Texte source:
▬▬▬

Sur le papier, Le Bon Bock est le genre de restaurant dont les Montmartrois ont tendance à se méfier. Officiellement estampillé « plus ancien restaurant de la butte », on pourrait imaginer qu’il s’agit encore d’un énième attrape-touristes. Bien que ça n’ait jamais réellement été le cas, disons qu’il fallait connaitre pour oser s’y aventurer. Aujourd’hui, ce serait carrément dommage de passer à côté.
Ouvert par Charles Moreux en 1879 sous le nom de Brasserie du Plus Grand Bock, l’établissement faisait partie de ces petits caboulots où se réunissaient les artisans des environs mais également les artistes, parmi lesquels, dit-on, Toulouse-Lautrec, Steinlen, Apollinaire ou encore Picasso. La décoration du lieu était très simple, si ce n’est les nombreuses peintures placées le long des murs, souvent laissées par les artistes pour payer l’addition. Dans le livre « Raphaël et Gambrinus ou l’art de la brasserie » paru en 1886 (John Grand-Carteret), on peut lire que c’est sur ces murs que trônait « la fameuse Femme au Bock d’André Gill, tenant une chope de bière mousseuse sur ses seins tendus, le corps rejeté en arrière. » Durant près d’un siècle et demi, on y a servi une cuisine simple et familiale. Racheté après-guerre par un certain Baldi, l’établissement a longtemps été tenu par Madeleine Guérin, figure montmartroise et amie de Michou, puis par ses enfants après son décès accidentel en 2018.
Repris au printemps 2025 par l’ancienne équipe du Petit Bouillon Pharamond, Le Bon Bock semble avoir conservé son décor d’origine, offrant une véritable immersion dans l’atmosphère de la Belle Époque. Ses murs toujours ornés de tableaux, son vieux comptoir, ses lumières tamisées et son piano d’époque légèrement désaccordé dans la salle du fond recréent l’ambiance des soirées d’autrefois.

▬▬▬

Données fournies:
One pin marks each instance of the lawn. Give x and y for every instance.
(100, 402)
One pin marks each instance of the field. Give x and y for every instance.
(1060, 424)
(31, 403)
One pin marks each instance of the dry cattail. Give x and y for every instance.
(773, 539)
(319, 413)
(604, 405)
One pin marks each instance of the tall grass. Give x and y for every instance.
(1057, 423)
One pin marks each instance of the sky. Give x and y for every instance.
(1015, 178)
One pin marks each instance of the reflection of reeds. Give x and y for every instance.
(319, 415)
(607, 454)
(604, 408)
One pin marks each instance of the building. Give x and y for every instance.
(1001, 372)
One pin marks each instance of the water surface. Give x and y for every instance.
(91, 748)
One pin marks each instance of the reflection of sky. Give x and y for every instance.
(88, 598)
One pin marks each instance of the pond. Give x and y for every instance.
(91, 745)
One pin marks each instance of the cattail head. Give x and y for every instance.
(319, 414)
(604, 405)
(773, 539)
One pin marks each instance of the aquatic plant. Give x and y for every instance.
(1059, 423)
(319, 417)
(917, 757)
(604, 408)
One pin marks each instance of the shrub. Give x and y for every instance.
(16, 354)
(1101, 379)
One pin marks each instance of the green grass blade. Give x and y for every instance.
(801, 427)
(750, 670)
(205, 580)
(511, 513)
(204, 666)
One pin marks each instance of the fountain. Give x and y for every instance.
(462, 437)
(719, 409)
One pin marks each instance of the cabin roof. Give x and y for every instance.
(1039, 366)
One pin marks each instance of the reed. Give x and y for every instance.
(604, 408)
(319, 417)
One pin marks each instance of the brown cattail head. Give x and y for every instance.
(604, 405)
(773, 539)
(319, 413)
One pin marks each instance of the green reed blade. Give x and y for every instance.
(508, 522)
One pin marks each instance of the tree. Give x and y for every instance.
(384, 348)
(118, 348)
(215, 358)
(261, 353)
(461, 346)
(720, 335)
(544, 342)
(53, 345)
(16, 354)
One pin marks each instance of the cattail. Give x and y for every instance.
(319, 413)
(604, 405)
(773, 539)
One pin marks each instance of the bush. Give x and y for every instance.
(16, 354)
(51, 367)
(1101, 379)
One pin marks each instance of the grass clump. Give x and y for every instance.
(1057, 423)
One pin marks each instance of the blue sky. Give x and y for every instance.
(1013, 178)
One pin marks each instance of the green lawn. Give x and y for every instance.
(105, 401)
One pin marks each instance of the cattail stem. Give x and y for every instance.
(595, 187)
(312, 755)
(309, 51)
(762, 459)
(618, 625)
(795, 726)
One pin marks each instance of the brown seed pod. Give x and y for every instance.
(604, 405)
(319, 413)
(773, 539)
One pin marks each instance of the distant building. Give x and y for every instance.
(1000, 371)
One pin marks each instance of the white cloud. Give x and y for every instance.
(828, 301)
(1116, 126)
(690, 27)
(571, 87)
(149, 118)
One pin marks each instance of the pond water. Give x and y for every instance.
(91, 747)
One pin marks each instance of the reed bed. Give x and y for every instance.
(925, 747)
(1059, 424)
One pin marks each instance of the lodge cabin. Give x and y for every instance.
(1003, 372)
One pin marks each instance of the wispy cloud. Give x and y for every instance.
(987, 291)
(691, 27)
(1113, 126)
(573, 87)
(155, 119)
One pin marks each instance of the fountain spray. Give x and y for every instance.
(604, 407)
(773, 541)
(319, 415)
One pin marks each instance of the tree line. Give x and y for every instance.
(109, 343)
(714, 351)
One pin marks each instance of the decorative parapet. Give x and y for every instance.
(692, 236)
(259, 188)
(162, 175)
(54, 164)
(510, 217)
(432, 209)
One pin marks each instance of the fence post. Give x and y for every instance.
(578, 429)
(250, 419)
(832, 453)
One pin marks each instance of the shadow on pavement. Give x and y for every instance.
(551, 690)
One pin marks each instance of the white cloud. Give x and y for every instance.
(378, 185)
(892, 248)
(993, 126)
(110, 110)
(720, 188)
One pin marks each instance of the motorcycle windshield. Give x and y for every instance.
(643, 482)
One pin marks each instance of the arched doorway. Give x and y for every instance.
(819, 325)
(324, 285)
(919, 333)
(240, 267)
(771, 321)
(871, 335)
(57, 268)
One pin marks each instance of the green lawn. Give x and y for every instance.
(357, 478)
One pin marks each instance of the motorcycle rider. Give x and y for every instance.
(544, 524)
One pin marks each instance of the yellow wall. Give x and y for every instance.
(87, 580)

▬▬▬

Énoncé 1:
Répondez à ces questions d'après le texte sur Le Bon Bock :
(a) Sous quel nom Charles Moreux a-t-il ouvert l'établissement en 1879 ?
(b) Qui a longtemps tenu l'établissement avant que ses enfants prennent la suite ?
(c) Quelle équipe a repris Le Bon Bock au printemps 2025 ?
Énoncé 2: Recopiez mot pour mot le passage du texte sur Le Bon Bock qui commence par les mots « Sur le papier, Le » et se termine par « passer à côté. ».

Corrigé 1:
(a) Brasserie du Plus Grand Bock
(b) Madeleine Guérin
(c) L'ancienne équipe du Petit Bouillon Pharamond

Corrigé 2:
Sur le papier, Le Bon Bock est le genre de restaurant dont les Montmartrois ont tendance à se méfier. Officiellement estampillé « plus ancien restaurant de la butte », on pourrait imaginer qu’il s’agit encore d’un énième attrape-touristes. Bien que ça n’ait jamais réellement été le cas, disons qu’il fallait connaitre pour oser s’y aventurer. Aujourd’hui, ce serait carrément dommage de passer à côté.